### Task requirements
All records that follow are to be output exactly.

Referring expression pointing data
□ □ □ □ □ □ □
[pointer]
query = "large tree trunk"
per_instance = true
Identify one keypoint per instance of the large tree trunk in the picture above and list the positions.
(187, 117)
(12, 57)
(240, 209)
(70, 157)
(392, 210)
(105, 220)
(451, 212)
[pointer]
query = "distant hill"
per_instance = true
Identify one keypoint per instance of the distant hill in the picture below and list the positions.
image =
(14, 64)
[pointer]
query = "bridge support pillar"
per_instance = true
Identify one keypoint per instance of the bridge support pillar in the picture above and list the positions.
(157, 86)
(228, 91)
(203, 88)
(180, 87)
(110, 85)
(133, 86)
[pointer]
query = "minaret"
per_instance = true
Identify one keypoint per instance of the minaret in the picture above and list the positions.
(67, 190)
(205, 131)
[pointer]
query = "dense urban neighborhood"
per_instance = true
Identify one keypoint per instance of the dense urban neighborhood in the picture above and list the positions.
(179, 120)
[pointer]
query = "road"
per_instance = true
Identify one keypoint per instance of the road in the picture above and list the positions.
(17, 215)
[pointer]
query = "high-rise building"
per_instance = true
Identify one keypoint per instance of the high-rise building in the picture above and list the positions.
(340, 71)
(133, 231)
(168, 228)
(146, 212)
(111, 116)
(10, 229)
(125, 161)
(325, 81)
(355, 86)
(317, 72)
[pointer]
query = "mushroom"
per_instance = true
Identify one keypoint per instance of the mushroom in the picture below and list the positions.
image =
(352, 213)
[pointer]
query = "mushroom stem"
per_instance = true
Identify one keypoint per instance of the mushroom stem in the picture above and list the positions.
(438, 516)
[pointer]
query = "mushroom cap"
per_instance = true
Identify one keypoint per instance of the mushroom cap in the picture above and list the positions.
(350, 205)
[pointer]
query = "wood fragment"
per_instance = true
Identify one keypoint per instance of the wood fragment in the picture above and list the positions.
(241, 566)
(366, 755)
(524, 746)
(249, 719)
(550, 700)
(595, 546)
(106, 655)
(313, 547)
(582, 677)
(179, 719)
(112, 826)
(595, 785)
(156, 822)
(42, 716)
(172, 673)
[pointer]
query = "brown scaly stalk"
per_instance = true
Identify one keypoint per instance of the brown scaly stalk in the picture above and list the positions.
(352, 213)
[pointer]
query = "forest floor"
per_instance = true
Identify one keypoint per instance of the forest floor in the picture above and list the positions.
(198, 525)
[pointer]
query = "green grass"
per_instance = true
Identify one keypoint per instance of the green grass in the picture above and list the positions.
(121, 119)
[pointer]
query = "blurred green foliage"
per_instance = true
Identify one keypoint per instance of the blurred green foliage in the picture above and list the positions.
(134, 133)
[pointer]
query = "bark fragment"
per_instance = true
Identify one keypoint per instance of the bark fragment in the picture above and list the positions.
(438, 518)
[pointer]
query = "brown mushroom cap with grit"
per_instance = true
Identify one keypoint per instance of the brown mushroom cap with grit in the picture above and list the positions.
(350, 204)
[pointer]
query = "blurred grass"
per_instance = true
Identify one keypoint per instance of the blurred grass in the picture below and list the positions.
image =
□ □ □ □ □ □ □
### Answer section
[pointer]
query = "large tree trunk"
per_instance = true
Identify one keypoint per instance of the large tree trunk in the picture above and list the positions.
(187, 117)
(12, 57)
(240, 209)
(70, 157)
(392, 210)
(105, 220)
(451, 212)
[pointer]
query = "distant hill"
per_instance = true
Identify one keypoint per instance of the distant hill in the picture below and list the positions.
image =
(14, 64)
[pointer]
query = "bridge support pillar"
per_instance = true
Identify one keypoint per instance of the bridge support pillar in the picture above and list the positions.
(157, 86)
(228, 91)
(203, 88)
(180, 87)
(110, 85)
(133, 86)
[pointer]
query = "minaret"
per_instance = true
Identify one keypoint per instance of the minaret in the picture above and list the positions.
(67, 190)
(205, 131)
[pointer]
query = "dense urban neighborhood"
per_instance = true
Identify one keypoint per instance of the dense urban neighborhood in the picture above and list the positions.
(179, 120)
[pointer]
query = "road"
per_instance = true
Identify one keypoint per instance of the road in the picture above and list the positions.
(17, 215)
[pointer]
query = "high-rise building"
per_instance = true
Identify one keypoint per instance of the high-rise building in the picture above and list the positions.
(340, 71)
(133, 231)
(168, 228)
(146, 212)
(111, 116)
(10, 229)
(125, 161)
(325, 81)
(355, 86)
(317, 72)
[pointer]
query = "mushroom"
per_instance = true
Identify one keypoint per instance of the mushroom in the picture below and list the positions.
image =
(352, 213)
[pointer]
query = "mushroom stem"
per_instance = true
Identify one keypoint per instance of the mushroom stem in the picture above and list the positions.
(438, 516)
[pointer]
query = "mushroom cap"
per_instance = true
Identify one keypoint per instance of the mushroom cap in the picture above and list the positions.
(350, 205)
[pointer]
query = "wood fragment"
per_instance = true
Identify one keypoint per instance of the wood fragment in the picture above and list the positions.
(241, 566)
(366, 755)
(524, 746)
(249, 719)
(550, 700)
(595, 546)
(106, 655)
(313, 547)
(582, 677)
(179, 719)
(112, 826)
(595, 785)
(156, 822)
(42, 716)
(172, 673)
[pointer]
query = "brown scaly stalk"
per_instance = true
Identify one keypoint per instance of the brown scaly stalk in the picture above and list the positions.
(352, 213)
[pointer]
query = "forest floor"
per_instance = true
Identify one keypoint per instance of the forest floor in the picture above and list the positions.
(198, 525)
[pointer]
query = "green grass"
per_instance = true
Identify one keypoint per instance of the green grass in the picture above and list the positions.
(121, 119)
[pointer]
query = "blurred green foliage"
per_instance = true
Identify one keypoint per instance of the blurred green foliage in the picture above and list the positions.
(134, 133)
[pointer]
query = "bark fragment"
per_instance = true
Identify one keypoint per instance of the bark fragment in the picture above and list the positions.
(438, 518)
[pointer]
query = "brown mushroom cap with grit"
per_instance = true
Identify one keypoint per instance of the brown mushroom cap with grit in the picture above and list the positions.
(350, 204)
[pointer]
query = "blurred grass"
per_instance = true
Identify one keypoint per instance of the blurred grass in the picture below and list the positions.
image =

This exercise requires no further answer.